課題の内容 >> ページ本文の「R2 こころの健康コラム(その1)を掲載しました」から「い状況にあると感じています。」までを、一字も変えずに打ち直しなさい。

ページ本文 >>
========================================================================

R2 こころの健康コラム(その1)を掲載しました

コロナウイルスが高校生に与えた影響

                  豊川高校 養護教諭・臨床心理士 長谷川 千里

 

私は、私立高校で養護教諭として30数年勤務しています。それだけ勤務年数がありながら、今回の新型コロナウイルス感染症のような状況に出会ったことがありません。対応も方針も手探り状態ですすめなければならず、またいつ終息するのかが不明でゴールの見えないない状況は、生徒も保護者も教職員もかなりのストレスを抱えやすい状況にあると感じています。

3月2日に初めて政府からの要請で一斉休校となった際には「春休みが少し伸びたかな?」くらいの感覚で、さほど大きな影響があるとは感じられませんでした。ところが4月になって数日後、再び休校措置がとられ、そこから約2ヶ月もの長い休校となってしまい、これまで経験したことのない生活様式に、生徒のみならず教職員も戸惑いや不安が大きかったのではないかと思われます。

本校では5月連休よりZoomによるWeb授業が開始され、担任は毎朝Webで生徒たちの出席確認を行うこととなりました。その中で、数名の生徒から「進路はどうなっていくのか(3年生)」や「学校生活に馴染めるのか(1年生)」といった不安を、担任へ訴える声が寄せられるようになりました。そこで、まず担任がスクールカウンセラーに相談し、アドバイスを得られるようにしました。その結果、担任が落ち着いて生徒に対応することができるようになり、生徒からの不安の声は治まっていきました。その時、スクールカウンセラーは生徒の心理的状態の見立ても行い、カウンセラーと直接面接の必要があると判断した場合、本人とカウンセラーが直接Zoomで面談する体制も整えましたが、そこまでに至るケースはありませんでした。

しかし、長引く休校によって、これまで学校で定期的にスクールカウンセラーとのカウンセリングを受けていた生徒たちから、「面接を再開して欲しい」との希望が出てきました。このためZoomによるカウンセリングを行ったところ、「家族にカウンセリングを受けていることを知られたくない」「話し声(内容)を家族に聞かれたくない」「自分が言ったことをカウンセラーに本当に理解してもらえているのか不安に感じる」という理由で中断するケースが相次ぎました。日頃学校で行われている対面式のカウンセリングの役割は、単純にWebの機能で補えるものでもなく、「場の設定」や「生身のカウンセラーとの対話」が心の交流にとって重要なものなのだと痛感させられました。

一方、長期の休校はマイナス面だけでなく、環境にゆっくり慣れる時間が保証され、プラスに働く生徒もありました。先ほど記した「環境に馴染めるか心配」と担任に訴え出た1年生の生徒は、その後担任と何度かWeb上でやり取りを繰り返していくうちに不安が治まっていったようで、学校が再開されても順調に登校しています。

また、通常の登校スタイルが始まってから、新たに問題を抱える生徒たちが出てきました。Web授業に参加することや与えられた課題をこなすことには取り組めるのですが、元々コミュニケーション力が弱く、集団生活に馴染めないと感じていた生徒の中には、昼休みを過ごすことや教室を移動すること、授業で指名されること、ペアワークを行うことなど、誰かと何かを共有しながら過ごさなければならない行動に対して苦痛や不安を感じ、登校意欲が薄れてしまうケースも見受けられました。これまで学校は当たり前に来るところだったのが、コロナ渦で一転し「Webでも教育が受けられるのではないか、その方が自分に合っているのではないか」と悩み、学校が再開すると教室に行けず、とりあえず保健室へ登校してくるのです。そんな生徒たちと養護教諭として向き合っていく場面もいくつかありました。

とはいえ、大半の生徒は学校が再開して生徒同士や教職員との交流を深め、時には笑い、時には泣きながら過ごしています。延期に次ぐ延期でやっと実施可能となった健康診断では、必死になってソーシャルディスタンスを意識した計画を立てたものの、くっついておしゃべりを楽しむ生徒を注意すれば「密よ!密!」と嬉しそうに距離をとりお互い笑いあっています。そんな日常よくある高校生の姿に、出口の見えない現在の状況への不安を一瞬忘れさせてもらいながら過ごす日々です。

========================================================================

資料一覧 >>
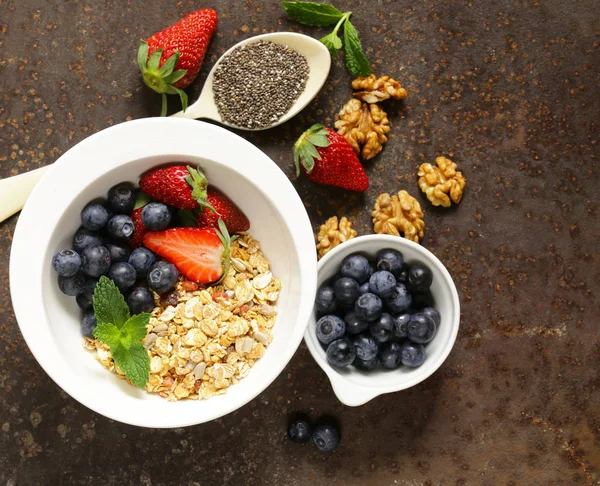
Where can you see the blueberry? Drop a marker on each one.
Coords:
(162, 277)
(95, 261)
(66, 263)
(419, 278)
(140, 300)
(356, 267)
(346, 291)
(390, 355)
(354, 325)
(299, 431)
(368, 307)
(156, 216)
(142, 259)
(421, 328)
(390, 261)
(123, 275)
(118, 253)
(72, 285)
(326, 437)
(121, 198)
(341, 352)
(85, 238)
(383, 328)
(400, 299)
(88, 324)
(325, 301)
(382, 283)
(120, 227)
(330, 328)
(400, 325)
(94, 217)
(366, 347)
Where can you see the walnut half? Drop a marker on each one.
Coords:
(440, 181)
(364, 126)
(398, 214)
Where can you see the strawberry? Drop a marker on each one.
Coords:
(170, 60)
(201, 254)
(225, 208)
(327, 158)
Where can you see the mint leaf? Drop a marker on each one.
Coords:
(109, 304)
(313, 14)
(356, 61)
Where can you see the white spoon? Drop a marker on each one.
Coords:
(14, 191)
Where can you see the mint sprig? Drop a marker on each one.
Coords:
(324, 15)
(121, 332)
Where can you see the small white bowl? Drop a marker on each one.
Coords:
(50, 320)
(354, 387)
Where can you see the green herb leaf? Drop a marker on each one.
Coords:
(109, 304)
(356, 61)
(313, 14)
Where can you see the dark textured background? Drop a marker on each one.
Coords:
(509, 90)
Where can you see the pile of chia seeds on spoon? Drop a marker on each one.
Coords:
(256, 84)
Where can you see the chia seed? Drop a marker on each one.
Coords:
(256, 84)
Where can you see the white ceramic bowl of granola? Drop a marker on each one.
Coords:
(354, 387)
(49, 320)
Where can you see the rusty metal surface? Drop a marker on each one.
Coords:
(507, 89)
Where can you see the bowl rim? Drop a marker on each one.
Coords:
(120, 145)
(346, 389)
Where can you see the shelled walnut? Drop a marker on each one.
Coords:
(334, 233)
(374, 89)
(398, 214)
(365, 126)
(440, 181)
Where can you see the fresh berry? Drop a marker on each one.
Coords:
(224, 208)
(383, 328)
(202, 255)
(356, 267)
(330, 328)
(390, 355)
(72, 285)
(120, 227)
(325, 301)
(141, 259)
(123, 275)
(327, 158)
(368, 307)
(156, 216)
(400, 299)
(162, 277)
(421, 328)
(170, 60)
(413, 355)
(391, 261)
(66, 263)
(94, 217)
(419, 278)
(140, 300)
(326, 437)
(341, 352)
(95, 261)
(121, 198)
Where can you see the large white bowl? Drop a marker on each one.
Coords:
(354, 387)
(50, 320)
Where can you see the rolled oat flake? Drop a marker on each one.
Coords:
(256, 84)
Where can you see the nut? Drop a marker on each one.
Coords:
(374, 89)
(364, 126)
(397, 214)
(437, 182)
(333, 233)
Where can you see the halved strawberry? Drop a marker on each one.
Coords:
(201, 254)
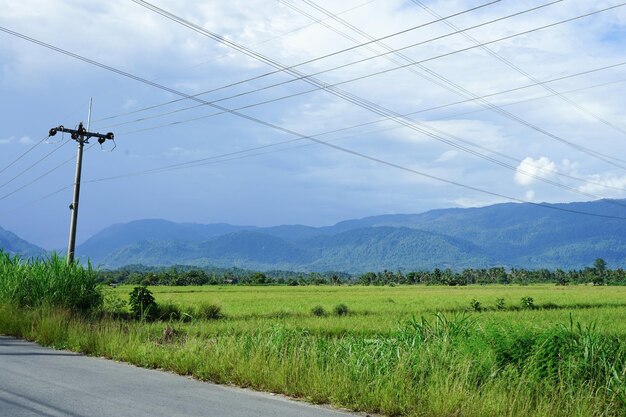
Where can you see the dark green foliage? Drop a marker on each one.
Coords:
(528, 303)
(475, 305)
(167, 312)
(318, 311)
(341, 310)
(142, 303)
(13, 245)
(208, 311)
(48, 282)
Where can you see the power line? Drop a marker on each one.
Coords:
(33, 165)
(385, 112)
(515, 67)
(302, 63)
(606, 158)
(24, 154)
(294, 133)
(45, 174)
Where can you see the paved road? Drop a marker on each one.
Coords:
(35, 381)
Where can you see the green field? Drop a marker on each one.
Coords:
(380, 309)
(426, 351)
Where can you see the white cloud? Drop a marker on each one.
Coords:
(606, 185)
(447, 156)
(529, 167)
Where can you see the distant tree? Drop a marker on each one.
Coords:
(259, 278)
(599, 267)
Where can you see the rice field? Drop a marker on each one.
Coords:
(539, 350)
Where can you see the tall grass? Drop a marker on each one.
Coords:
(48, 282)
(439, 366)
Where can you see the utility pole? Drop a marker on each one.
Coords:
(81, 136)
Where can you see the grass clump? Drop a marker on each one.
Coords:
(207, 311)
(341, 310)
(318, 311)
(48, 282)
(528, 303)
(142, 304)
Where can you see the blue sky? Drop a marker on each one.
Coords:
(302, 182)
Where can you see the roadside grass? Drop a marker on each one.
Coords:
(48, 282)
(439, 365)
(529, 351)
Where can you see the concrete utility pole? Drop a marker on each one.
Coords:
(82, 136)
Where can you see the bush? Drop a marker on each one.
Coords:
(48, 282)
(475, 305)
(341, 310)
(142, 304)
(169, 312)
(208, 311)
(318, 311)
(528, 303)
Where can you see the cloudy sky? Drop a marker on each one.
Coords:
(534, 116)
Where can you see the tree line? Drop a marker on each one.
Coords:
(598, 274)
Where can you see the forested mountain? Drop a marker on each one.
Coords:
(510, 235)
(14, 245)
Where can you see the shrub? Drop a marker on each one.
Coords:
(318, 311)
(475, 305)
(528, 303)
(169, 312)
(208, 311)
(341, 310)
(142, 304)
(48, 282)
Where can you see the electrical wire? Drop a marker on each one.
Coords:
(33, 165)
(45, 174)
(463, 91)
(296, 134)
(302, 63)
(24, 154)
(519, 70)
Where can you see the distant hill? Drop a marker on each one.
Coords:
(14, 245)
(510, 235)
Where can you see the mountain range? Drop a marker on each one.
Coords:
(511, 235)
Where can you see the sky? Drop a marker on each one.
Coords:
(425, 118)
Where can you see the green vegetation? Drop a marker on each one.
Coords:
(182, 275)
(49, 282)
(436, 351)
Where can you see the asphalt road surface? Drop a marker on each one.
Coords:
(35, 381)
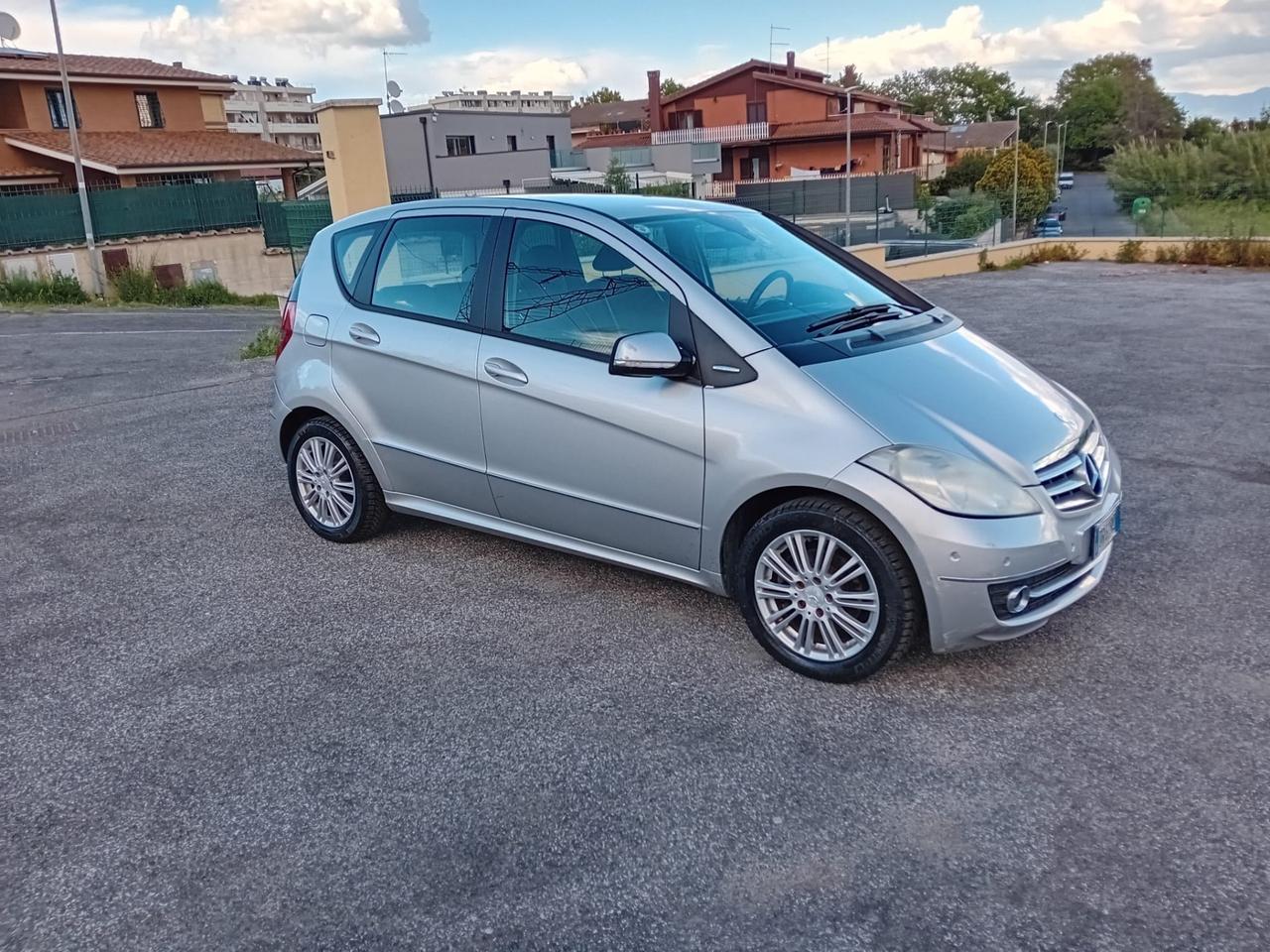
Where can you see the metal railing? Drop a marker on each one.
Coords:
(739, 132)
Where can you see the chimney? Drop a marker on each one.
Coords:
(654, 100)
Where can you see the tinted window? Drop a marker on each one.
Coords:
(429, 266)
(349, 248)
(567, 287)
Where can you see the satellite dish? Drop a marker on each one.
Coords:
(9, 28)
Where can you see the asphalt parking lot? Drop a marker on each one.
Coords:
(222, 733)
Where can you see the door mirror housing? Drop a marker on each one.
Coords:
(649, 354)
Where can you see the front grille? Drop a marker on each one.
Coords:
(1079, 479)
(1043, 588)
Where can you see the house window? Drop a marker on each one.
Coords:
(58, 108)
(460, 145)
(148, 111)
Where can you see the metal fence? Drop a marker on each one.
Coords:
(51, 218)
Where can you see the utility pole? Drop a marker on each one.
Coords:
(848, 91)
(71, 126)
(1014, 211)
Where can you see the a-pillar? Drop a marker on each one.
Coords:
(352, 145)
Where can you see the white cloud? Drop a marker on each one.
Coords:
(1189, 40)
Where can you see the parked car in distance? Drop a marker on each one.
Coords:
(1049, 227)
(698, 391)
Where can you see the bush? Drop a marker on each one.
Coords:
(136, 285)
(55, 290)
(263, 344)
(1129, 253)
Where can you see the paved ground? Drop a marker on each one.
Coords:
(1091, 208)
(220, 733)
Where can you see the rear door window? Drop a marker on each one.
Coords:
(429, 267)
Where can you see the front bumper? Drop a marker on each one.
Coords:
(957, 560)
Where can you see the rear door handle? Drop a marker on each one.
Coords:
(363, 334)
(506, 371)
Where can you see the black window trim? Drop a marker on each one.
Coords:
(365, 286)
(679, 322)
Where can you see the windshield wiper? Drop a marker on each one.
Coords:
(861, 316)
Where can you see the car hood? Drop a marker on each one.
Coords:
(961, 394)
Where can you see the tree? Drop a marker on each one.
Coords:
(1202, 128)
(849, 77)
(961, 93)
(1035, 180)
(1112, 99)
(602, 95)
(616, 179)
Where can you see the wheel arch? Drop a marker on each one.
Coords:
(762, 503)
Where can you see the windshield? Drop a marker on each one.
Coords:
(779, 284)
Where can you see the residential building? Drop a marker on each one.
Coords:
(140, 123)
(511, 102)
(451, 150)
(276, 112)
(979, 137)
(607, 118)
(776, 121)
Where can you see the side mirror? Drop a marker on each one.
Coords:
(649, 354)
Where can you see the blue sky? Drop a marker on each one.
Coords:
(1201, 46)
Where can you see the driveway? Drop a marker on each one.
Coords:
(1092, 211)
(220, 733)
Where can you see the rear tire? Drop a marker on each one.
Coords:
(331, 485)
(826, 590)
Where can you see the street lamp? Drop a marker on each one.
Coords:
(848, 91)
(1014, 211)
(89, 239)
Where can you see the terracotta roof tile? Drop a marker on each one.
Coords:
(143, 150)
(114, 66)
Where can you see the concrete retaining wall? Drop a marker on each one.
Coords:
(238, 259)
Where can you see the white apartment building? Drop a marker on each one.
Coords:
(276, 112)
(513, 102)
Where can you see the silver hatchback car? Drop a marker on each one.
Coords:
(698, 391)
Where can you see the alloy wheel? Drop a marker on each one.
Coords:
(325, 483)
(816, 595)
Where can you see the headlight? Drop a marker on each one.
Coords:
(952, 483)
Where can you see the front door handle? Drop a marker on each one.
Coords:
(506, 371)
(363, 334)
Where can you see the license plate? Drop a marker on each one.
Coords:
(1103, 531)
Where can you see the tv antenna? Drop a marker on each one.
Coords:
(9, 28)
(772, 42)
(390, 86)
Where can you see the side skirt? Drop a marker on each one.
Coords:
(493, 525)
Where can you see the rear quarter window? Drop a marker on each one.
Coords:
(349, 248)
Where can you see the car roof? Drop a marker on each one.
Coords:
(621, 207)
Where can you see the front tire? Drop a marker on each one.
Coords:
(826, 590)
(331, 484)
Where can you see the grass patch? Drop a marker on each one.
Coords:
(1218, 253)
(136, 285)
(55, 290)
(263, 344)
(1130, 253)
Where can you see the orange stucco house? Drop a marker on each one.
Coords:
(140, 123)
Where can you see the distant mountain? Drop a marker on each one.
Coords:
(1245, 105)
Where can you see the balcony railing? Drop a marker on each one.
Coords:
(568, 159)
(740, 132)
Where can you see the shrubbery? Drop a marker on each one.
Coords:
(136, 285)
(55, 290)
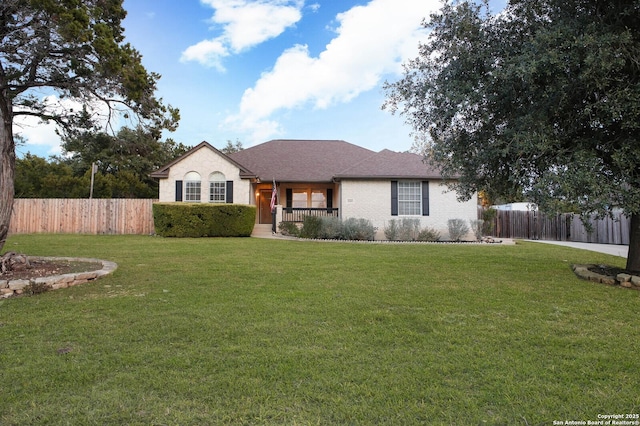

========================================================================

解答欄 >>
R2 こころの健康コラム(その1)を掲載しました

コロナウイルスが高校生に与えた影響

                  豊川高校 養護教諭・臨床心理士 長谷川 千里

 

私は、私立高校で養護教諭として30数年勤務しています。それだけ勤務年数がありながら、今回の新型コロナウイルス感染症のような状況に出会ったことがありません。対応も方針も手探り状態ですすめなければならず、またいつ終息するのかが不明でゴールの見えないない状況は、生徒も保護者も教職員もかなりのストレスを抱えやすい状況にあると感じています。